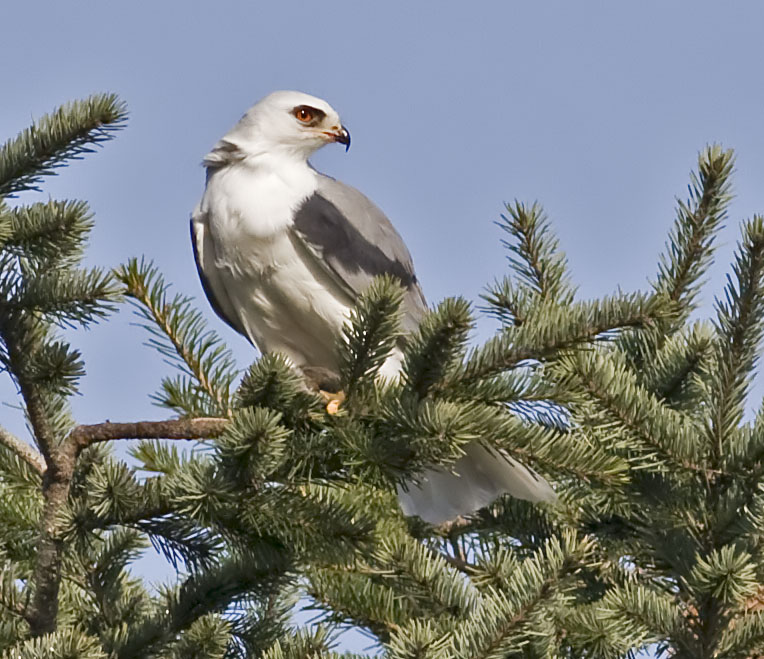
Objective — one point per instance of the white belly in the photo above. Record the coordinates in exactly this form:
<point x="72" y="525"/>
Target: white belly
<point x="288" y="306"/>
<point x="282" y="297"/>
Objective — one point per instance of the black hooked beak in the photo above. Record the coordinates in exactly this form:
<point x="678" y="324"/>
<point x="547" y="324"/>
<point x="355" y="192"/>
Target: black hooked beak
<point x="343" y="137"/>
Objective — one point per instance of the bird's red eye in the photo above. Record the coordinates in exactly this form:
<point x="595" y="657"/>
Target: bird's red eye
<point x="305" y="115"/>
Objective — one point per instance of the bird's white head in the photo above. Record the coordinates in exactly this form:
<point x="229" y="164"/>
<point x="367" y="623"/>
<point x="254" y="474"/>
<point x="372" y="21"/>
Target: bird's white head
<point x="287" y="123"/>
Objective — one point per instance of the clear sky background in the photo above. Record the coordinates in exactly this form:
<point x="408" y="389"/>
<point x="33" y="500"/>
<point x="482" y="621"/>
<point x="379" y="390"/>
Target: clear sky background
<point x="596" y="109"/>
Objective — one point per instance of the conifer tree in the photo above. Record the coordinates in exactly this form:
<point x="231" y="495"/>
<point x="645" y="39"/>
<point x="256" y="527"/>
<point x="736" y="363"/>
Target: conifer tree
........
— GIVEN REQUEST —
Copy every line of the data above except the pictures. Multiply each x and y coordinate in the answers by 0.8 and round to whole numbers, halves up, but leave the coordinates under "Record the coordinates in exactly this form" as they are.

— RESULT OF THIS EXERCISE —
Objective — one point per instance of the white belly in the photo above. Record the coordinates in exactly this form:
<point x="72" y="525"/>
Target: white belly
<point x="230" y="245"/>
<point x="226" y="238"/>
Objective — one point per instance of the black hooked beak in the photo above. Record the coordinates in exactly this form:
<point x="678" y="324"/>
<point x="547" y="324"/>
<point x="355" y="192"/>
Target: black hooked beak
<point x="274" y="110"/>
Objective — one point per instance of the bird's red eye in the photo above. Record the coordinates in exactly this form:
<point x="595" y="657"/>
Target: bird's red eye
<point x="244" y="92"/>
Objective — one point per instance of the bird's white head in the photo above. Record the coordinates in exactly this form:
<point x="229" y="164"/>
<point x="367" y="623"/>
<point x="254" y="474"/>
<point x="372" y="21"/>
Target: bird's white head
<point x="230" y="98"/>
Objective — one point per instance of the clear sky background in the photo above. Record the coordinates in exactly this form:
<point x="408" y="389"/>
<point x="33" y="500"/>
<point x="482" y="621"/>
<point x="379" y="390"/>
Target: clear sky background
<point x="477" y="87"/>
Objective — one point per instance of the conifer tree in the photo above. Record the coordinates in exactly this form:
<point x="231" y="495"/>
<point x="645" y="39"/>
<point x="256" y="527"/>
<point x="736" y="363"/>
Target: conifer tree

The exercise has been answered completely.